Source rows

━━━━━━━━━━━━━━━━━━━━━━━━━━━━━━

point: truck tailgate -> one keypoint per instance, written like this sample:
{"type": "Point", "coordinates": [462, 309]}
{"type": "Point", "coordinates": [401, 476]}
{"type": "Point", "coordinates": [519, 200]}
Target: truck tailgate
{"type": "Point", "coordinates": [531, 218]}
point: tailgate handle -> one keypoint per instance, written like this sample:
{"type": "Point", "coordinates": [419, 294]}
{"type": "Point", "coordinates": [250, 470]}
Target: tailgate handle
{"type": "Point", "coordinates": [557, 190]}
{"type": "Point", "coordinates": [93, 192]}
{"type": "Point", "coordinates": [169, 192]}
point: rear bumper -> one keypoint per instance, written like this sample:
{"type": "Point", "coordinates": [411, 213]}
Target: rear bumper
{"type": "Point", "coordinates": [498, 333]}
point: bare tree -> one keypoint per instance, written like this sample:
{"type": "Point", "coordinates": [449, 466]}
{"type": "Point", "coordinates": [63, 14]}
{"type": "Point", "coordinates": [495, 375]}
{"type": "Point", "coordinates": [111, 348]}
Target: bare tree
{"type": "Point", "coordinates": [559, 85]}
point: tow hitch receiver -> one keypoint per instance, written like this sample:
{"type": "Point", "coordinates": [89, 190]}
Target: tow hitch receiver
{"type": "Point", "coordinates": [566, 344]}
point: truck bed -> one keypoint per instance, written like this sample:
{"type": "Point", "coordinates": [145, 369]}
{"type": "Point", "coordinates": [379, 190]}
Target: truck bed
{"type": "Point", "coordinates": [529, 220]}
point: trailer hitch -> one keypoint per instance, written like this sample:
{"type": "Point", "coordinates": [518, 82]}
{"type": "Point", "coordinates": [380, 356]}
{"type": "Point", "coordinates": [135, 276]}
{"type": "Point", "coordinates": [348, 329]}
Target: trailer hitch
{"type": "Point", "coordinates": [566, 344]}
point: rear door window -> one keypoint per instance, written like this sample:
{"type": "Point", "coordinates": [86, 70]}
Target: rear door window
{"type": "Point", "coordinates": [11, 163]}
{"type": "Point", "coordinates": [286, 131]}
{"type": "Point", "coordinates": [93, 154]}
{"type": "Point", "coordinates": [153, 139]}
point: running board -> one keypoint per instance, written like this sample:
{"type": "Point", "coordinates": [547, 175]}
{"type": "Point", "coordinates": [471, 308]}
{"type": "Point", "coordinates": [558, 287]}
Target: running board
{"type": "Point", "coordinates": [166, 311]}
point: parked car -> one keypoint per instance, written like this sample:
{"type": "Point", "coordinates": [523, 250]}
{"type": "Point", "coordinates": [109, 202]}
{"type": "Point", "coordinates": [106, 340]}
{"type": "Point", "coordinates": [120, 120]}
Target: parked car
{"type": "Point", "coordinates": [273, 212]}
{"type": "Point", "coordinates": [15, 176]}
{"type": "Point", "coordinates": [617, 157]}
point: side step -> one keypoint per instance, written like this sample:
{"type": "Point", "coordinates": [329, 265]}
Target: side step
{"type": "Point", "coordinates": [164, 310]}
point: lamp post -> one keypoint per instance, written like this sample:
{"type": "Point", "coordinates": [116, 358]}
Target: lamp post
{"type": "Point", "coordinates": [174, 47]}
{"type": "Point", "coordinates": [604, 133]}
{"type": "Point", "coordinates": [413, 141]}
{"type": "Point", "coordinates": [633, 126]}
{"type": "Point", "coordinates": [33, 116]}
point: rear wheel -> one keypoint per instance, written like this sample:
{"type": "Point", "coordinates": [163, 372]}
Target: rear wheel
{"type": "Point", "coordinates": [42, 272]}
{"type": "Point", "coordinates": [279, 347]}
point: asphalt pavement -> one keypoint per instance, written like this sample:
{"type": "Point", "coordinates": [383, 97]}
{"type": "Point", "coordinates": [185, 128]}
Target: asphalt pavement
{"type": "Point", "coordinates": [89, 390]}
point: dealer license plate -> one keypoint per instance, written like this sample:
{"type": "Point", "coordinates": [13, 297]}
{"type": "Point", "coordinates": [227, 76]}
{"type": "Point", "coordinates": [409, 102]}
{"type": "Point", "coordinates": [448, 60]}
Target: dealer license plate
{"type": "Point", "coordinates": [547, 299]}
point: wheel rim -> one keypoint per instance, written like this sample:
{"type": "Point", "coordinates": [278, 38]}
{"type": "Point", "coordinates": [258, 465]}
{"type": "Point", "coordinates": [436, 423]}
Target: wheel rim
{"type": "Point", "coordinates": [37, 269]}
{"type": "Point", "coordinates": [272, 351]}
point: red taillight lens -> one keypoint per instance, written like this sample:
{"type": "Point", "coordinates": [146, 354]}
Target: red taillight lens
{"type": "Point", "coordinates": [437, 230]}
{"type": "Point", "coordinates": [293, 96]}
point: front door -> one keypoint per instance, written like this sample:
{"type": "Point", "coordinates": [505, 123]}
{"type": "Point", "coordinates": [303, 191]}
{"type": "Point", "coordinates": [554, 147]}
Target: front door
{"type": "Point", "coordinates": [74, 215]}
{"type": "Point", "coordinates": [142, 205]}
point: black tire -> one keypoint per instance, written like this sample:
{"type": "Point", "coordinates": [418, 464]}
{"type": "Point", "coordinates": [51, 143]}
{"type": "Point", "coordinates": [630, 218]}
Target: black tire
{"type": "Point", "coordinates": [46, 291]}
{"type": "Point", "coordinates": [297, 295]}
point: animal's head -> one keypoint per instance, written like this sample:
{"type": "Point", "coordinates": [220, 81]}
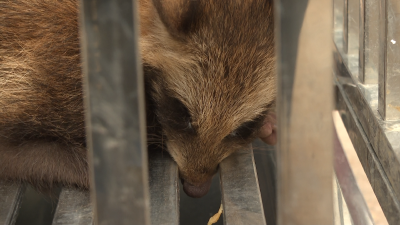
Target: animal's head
{"type": "Point", "coordinates": [209, 68]}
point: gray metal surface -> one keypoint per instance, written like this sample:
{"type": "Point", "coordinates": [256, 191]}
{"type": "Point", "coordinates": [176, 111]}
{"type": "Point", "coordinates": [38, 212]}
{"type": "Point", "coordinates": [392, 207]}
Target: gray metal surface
{"type": "Point", "coordinates": [369, 41]}
{"type": "Point", "coordinates": [354, 200]}
{"type": "Point", "coordinates": [345, 34]}
{"type": "Point", "coordinates": [164, 188]}
{"type": "Point", "coordinates": [372, 166]}
{"type": "Point", "coordinates": [353, 27]}
{"type": "Point", "coordinates": [74, 208]}
{"type": "Point", "coordinates": [305, 147]}
{"type": "Point", "coordinates": [10, 200]}
{"type": "Point", "coordinates": [240, 192]}
{"type": "Point", "coordinates": [389, 60]}
{"type": "Point", "coordinates": [116, 112]}
{"type": "Point", "coordinates": [383, 136]}
{"type": "Point", "coordinates": [340, 210]}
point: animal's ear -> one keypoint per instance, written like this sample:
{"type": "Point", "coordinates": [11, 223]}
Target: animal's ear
{"type": "Point", "coordinates": [179, 16]}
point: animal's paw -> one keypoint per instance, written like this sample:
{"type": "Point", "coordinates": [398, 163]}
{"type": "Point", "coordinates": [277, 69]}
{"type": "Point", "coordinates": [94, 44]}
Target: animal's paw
{"type": "Point", "coordinates": [268, 132]}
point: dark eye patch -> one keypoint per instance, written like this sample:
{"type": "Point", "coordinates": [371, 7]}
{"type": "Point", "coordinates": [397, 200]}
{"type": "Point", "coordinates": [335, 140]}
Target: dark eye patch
{"type": "Point", "coordinates": [174, 115]}
{"type": "Point", "coordinates": [246, 130]}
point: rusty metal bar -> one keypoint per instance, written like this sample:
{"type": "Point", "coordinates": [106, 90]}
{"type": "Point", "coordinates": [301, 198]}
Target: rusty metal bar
{"type": "Point", "coordinates": [305, 146]}
{"type": "Point", "coordinates": [10, 200]}
{"type": "Point", "coordinates": [116, 127]}
{"type": "Point", "coordinates": [389, 60]}
{"type": "Point", "coordinates": [240, 192]}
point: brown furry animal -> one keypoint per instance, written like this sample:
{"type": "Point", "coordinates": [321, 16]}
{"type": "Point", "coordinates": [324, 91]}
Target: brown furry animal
{"type": "Point", "coordinates": [210, 85]}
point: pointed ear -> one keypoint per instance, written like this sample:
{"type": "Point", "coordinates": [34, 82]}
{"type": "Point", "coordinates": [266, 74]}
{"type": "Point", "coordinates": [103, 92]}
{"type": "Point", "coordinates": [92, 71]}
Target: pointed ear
{"type": "Point", "coordinates": [179, 16]}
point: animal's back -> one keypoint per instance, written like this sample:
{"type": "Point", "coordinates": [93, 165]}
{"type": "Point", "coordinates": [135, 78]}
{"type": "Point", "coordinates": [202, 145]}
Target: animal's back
{"type": "Point", "coordinates": [42, 135]}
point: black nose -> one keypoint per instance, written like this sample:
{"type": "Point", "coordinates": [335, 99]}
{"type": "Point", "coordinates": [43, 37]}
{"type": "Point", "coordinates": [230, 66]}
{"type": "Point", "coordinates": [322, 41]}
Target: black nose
{"type": "Point", "coordinates": [196, 191]}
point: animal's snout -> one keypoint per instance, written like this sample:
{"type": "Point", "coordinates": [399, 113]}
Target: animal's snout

━━━━━━━━━━━━━━━━━━━━━━━━━━━━━━

Goal
Write out the rows above as a JSON list of strings, one string per line, from the line with "point: pointed ear" down to the line with "Target: pointed ear", including both, and leave out any blank lines.

The answer
[
  "point: pointed ear -> one keypoint per instance, written like this sample:",
  "{\"type\": \"Point\", \"coordinates\": [34, 82]}",
  "{\"type\": \"Point\", \"coordinates\": [266, 74]}",
  "{\"type\": \"Point\", \"coordinates\": [103, 92]}",
  "{\"type\": \"Point\", \"coordinates\": [92, 71]}",
  "Target: pointed ear"
]